— BEGIN —

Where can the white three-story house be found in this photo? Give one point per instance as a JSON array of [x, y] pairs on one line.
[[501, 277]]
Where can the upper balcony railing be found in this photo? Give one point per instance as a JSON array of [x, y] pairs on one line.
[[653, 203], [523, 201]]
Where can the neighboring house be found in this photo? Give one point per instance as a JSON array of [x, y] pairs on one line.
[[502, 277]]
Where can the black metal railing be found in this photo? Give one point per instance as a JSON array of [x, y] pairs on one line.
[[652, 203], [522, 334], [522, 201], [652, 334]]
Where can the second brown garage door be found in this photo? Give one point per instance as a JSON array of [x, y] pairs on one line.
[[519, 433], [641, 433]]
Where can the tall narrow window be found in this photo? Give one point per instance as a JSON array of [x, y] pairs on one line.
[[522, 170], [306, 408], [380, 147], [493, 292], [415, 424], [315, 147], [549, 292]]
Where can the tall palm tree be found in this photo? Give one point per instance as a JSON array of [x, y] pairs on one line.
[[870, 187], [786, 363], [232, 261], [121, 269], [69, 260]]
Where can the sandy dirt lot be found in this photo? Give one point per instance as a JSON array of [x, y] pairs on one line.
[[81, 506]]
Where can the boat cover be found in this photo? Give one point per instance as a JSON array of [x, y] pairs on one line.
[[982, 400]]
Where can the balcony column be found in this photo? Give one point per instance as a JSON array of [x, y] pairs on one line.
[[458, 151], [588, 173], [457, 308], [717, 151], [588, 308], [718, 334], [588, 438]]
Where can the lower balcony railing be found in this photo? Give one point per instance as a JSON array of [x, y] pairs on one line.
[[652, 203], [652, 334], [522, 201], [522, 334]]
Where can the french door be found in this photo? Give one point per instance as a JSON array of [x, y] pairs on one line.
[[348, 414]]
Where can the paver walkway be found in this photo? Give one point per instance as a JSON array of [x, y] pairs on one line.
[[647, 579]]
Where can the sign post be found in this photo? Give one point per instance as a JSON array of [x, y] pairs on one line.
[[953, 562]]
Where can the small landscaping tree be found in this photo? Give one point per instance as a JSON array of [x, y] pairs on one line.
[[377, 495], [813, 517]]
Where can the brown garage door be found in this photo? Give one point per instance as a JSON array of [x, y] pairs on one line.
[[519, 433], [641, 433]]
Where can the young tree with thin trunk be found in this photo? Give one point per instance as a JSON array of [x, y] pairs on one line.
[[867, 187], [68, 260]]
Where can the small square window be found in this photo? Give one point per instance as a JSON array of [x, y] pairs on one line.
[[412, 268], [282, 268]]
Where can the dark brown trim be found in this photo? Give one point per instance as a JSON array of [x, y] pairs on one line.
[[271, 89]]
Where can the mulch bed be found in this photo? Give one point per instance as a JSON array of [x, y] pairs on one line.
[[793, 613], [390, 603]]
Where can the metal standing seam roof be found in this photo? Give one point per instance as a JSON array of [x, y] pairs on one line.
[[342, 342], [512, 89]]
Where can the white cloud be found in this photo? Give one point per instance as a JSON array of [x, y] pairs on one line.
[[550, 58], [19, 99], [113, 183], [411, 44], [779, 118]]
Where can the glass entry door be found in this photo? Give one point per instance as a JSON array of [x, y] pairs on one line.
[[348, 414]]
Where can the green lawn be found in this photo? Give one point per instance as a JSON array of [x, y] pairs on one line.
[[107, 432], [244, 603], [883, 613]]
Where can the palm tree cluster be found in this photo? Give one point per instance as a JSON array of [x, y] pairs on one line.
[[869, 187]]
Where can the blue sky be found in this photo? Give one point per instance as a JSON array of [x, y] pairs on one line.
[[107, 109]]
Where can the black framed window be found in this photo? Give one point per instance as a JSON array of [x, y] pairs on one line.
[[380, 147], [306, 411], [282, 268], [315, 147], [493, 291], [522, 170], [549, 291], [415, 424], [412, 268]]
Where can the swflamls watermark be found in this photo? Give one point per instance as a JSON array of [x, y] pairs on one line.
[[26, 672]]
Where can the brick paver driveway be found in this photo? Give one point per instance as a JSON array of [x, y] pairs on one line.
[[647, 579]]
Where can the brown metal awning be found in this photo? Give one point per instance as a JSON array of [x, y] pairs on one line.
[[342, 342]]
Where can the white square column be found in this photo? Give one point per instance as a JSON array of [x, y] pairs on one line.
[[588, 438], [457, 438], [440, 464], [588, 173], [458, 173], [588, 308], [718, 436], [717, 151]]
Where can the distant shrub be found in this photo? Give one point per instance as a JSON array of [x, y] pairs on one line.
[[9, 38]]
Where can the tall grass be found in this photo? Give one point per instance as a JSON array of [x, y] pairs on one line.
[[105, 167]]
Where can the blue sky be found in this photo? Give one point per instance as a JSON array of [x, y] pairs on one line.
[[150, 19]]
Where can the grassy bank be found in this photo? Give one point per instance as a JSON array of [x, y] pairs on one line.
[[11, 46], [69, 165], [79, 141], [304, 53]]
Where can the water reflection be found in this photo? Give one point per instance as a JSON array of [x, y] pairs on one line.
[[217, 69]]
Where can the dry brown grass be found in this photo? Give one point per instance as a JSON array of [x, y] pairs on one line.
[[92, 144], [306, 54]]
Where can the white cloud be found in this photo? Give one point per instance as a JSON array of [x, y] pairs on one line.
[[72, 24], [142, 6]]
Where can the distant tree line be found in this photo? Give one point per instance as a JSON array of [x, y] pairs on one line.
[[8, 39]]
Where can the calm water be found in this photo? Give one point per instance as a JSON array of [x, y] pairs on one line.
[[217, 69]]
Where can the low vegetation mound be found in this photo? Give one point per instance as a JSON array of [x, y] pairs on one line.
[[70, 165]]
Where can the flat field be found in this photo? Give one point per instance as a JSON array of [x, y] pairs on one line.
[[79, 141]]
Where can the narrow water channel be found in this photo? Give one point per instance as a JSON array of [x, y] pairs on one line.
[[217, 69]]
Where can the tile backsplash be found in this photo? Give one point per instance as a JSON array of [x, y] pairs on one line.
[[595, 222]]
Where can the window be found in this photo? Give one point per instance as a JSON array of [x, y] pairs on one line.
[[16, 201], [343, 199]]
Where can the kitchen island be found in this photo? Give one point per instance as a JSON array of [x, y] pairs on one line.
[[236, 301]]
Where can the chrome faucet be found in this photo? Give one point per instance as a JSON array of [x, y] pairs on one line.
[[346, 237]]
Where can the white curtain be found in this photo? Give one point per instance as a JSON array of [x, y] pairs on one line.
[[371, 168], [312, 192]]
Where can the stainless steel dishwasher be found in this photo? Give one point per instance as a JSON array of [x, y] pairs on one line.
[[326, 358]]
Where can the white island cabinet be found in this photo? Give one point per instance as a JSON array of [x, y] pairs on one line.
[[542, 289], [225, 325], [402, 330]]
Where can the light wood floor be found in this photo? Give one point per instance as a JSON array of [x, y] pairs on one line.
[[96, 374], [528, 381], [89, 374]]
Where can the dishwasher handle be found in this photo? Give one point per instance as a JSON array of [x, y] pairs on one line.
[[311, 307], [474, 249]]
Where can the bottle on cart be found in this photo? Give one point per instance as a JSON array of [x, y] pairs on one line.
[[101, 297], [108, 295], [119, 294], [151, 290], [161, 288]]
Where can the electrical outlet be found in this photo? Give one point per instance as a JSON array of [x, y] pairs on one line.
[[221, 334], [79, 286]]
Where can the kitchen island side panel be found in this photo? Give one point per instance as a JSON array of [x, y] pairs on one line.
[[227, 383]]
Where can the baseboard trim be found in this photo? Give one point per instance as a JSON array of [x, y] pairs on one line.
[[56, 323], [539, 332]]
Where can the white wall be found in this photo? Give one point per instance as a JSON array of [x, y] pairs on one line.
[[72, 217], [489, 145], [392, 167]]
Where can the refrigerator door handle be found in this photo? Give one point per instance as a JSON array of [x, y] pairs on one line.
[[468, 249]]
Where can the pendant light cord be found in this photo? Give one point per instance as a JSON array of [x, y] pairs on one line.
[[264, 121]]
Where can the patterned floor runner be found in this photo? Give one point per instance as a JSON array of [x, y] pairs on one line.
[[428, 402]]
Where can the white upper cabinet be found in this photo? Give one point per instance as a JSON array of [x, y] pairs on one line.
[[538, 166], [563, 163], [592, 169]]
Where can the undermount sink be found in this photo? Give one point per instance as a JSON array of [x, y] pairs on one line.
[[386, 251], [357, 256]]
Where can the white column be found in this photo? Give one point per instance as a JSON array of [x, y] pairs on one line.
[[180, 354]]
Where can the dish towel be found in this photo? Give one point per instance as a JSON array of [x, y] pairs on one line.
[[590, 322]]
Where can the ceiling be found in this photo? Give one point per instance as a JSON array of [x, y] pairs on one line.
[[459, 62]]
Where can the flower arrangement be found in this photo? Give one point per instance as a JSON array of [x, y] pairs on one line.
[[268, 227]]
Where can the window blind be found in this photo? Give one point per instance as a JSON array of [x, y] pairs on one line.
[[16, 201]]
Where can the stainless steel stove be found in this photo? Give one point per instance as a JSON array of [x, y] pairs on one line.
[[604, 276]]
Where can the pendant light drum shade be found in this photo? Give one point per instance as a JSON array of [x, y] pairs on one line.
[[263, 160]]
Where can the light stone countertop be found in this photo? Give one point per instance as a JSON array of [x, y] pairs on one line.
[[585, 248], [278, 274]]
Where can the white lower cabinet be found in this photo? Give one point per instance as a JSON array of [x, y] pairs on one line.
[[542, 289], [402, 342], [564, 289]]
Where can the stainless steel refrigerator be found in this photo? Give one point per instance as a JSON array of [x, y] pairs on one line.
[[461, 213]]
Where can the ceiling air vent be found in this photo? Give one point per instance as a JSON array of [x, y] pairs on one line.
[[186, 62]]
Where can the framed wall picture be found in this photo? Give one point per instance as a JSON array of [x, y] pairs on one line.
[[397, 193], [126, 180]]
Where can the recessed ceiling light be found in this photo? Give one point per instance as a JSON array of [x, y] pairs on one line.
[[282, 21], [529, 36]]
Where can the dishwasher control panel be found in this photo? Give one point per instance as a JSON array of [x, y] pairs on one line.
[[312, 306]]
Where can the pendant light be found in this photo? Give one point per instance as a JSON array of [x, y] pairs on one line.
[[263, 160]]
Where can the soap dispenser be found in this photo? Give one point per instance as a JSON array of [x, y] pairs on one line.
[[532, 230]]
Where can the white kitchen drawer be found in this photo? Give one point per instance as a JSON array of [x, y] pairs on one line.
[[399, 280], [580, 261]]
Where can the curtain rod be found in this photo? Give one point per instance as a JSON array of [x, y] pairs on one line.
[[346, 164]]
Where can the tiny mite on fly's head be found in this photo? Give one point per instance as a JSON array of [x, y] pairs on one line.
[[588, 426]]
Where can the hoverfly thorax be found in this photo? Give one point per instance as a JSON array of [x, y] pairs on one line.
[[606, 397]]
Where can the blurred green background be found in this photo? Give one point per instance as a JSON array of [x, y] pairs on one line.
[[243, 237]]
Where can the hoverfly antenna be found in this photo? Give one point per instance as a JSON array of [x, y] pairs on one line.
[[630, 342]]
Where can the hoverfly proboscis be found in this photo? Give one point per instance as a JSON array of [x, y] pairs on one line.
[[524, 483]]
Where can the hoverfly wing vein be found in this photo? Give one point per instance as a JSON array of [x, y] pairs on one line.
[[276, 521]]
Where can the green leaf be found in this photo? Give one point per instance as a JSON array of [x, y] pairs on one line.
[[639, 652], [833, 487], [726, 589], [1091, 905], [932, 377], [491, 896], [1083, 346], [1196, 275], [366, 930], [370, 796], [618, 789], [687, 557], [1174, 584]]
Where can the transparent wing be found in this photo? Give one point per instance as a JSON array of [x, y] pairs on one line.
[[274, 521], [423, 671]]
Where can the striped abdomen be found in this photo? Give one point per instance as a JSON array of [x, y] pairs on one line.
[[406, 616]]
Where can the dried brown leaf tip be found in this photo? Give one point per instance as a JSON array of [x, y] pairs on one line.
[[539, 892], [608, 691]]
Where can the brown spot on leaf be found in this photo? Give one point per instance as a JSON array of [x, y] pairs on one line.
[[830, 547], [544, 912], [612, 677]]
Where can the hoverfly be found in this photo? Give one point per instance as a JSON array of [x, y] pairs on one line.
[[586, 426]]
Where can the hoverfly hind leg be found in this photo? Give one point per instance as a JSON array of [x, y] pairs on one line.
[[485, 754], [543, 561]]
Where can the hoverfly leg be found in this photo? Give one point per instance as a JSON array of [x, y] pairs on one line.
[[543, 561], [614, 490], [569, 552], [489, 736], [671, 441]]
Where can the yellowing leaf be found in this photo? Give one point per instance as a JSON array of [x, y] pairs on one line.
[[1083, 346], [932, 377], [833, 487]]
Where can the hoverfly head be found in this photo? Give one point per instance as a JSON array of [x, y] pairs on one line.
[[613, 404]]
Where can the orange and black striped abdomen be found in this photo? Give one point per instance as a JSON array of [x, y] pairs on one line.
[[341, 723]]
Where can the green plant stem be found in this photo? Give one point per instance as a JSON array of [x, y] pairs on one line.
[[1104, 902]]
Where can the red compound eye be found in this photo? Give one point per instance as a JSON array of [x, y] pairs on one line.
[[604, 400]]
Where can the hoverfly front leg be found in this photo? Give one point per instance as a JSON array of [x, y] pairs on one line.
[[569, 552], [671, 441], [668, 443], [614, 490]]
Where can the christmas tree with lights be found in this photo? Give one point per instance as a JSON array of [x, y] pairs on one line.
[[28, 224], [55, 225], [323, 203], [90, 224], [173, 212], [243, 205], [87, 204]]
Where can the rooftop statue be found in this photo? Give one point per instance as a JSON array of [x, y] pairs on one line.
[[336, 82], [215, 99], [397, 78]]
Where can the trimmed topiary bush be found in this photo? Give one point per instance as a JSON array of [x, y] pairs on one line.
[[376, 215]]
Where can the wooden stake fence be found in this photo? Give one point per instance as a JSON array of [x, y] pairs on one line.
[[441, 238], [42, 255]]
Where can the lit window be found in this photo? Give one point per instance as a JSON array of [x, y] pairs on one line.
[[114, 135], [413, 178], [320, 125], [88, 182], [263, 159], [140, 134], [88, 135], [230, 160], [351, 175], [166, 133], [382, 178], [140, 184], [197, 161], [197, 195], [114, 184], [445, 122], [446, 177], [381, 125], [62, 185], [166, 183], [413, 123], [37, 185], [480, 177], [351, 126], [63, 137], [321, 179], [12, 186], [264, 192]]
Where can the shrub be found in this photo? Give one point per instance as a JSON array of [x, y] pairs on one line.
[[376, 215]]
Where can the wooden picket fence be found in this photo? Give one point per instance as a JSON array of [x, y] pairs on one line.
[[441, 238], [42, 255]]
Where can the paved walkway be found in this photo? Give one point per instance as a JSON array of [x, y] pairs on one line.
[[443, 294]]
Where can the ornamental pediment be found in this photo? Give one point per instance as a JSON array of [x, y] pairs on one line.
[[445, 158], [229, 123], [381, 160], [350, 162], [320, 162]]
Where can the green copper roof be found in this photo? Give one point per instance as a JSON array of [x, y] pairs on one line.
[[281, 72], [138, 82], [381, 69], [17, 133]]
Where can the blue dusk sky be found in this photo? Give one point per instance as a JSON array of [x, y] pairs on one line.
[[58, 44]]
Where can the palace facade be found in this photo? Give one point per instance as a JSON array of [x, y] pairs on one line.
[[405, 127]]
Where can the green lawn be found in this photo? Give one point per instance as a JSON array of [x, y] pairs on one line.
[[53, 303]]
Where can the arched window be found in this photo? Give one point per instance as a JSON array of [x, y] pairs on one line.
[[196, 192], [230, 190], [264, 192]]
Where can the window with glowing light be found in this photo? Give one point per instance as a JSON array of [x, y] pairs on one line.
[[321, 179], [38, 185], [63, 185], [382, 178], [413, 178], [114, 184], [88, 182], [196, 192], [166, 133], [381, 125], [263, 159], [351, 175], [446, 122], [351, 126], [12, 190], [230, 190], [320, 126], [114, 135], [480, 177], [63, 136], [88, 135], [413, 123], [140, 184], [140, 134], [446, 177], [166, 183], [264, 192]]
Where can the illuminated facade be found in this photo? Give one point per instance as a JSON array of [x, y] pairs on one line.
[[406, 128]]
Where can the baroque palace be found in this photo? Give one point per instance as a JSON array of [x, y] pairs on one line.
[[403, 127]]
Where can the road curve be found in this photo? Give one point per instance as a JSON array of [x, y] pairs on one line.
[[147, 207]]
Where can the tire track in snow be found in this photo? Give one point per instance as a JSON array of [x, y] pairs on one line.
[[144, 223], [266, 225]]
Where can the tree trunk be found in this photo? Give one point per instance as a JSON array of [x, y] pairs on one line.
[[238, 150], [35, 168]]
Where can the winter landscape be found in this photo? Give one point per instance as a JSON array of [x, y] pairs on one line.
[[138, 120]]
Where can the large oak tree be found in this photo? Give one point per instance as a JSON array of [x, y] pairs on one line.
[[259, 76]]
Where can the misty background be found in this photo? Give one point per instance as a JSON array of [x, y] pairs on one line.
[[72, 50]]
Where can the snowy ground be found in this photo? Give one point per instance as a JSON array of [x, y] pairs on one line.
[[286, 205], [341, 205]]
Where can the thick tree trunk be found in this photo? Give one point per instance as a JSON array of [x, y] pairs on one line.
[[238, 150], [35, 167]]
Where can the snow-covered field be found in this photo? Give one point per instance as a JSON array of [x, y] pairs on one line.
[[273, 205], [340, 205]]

— END —

- **WHAT YOU HAVE TO DO**: Rewrite the records from their first line through the line containing "[[953, 562]]", both included, keeping the requests as they are. Scale every coordinate in the answers by 0.85 and round to whole numbers, with halves rounding up, and output only those lines.

- **ANSWER TO THIS PROBLEM**:
Where can the white three-story house be found in this photo? Give one point per instance as a JSON array of [x, y] pairs on one line.
[[426, 235]]
Where can the upper balcony railing be found in this photo? Give one point per instance as a JSON array of [x, y] pairs on one line.
[[555, 173], [445, 171]]
Where can the neighboring house be found in this photo? Give one point per instance as a JSON array of [x, y] pairs on one line.
[[427, 235]]
Where can the black metal railing be found in this photo? Give one point per instance as a JSON array of [x, y] pairs on one line.
[[554, 173], [444, 284], [444, 171], [554, 284]]
Where can the second brown garage door be found in this photo? Give one point per instance as a JSON array of [x, y] pairs on one line.
[[441, 368], [545, 368]]
Where can the tall narrow window be found in this photo? Give one point per instance as a JSON array of [x, y] pairs on one line.
[[444, 145], [260, 347], [323, 125], [419, 248], [353, 360], [268, 125], [467, 248]]
Where can the tall palm tree be found in this photo? Give one point per instance as a JSON array of [x, y] pairs on one line.
[[740, 159], [668, 309], [197, 222], [103, 229], [59, 221]]
Where can the sandy dirt lot be found in this photo? Give one point per instance as a JSON array of [x, y] pairs on one line.
[[69, 430]]
Where can the boat cover be found in this photo? Give one point per instance as a JSON array of [x, y] pairs on one line.
[[835, 340]]
Where can the balcony column be found in this photo? Give one point per instance as a JSON array of [x, y] pairs on one line.
[[389, 128], [500, 147], [388, 262], [609, 128], [500, 262], [610, 284], [500, 372]]
Where can the lower balcony railing be found in this photo? Give one point per instance as a JSON array of [x, y] pairs on one line.
[[554, 173], [554, 284], [444, 171], [444, 284]]
Where can the french door be found in this photo? Give one point per instance as a JSON array of [x, y] pairs on one line.
[[296, 352]]
Where can the paver walkway be found in this photo? Give one point per instance as a JSON array of [x, y] pairs on one line.
[[550, 492]]
Where can the sign post be found in this photo? Give one point per instance as a JSON array of [x, y] pairs on one line.
[[810, 478]]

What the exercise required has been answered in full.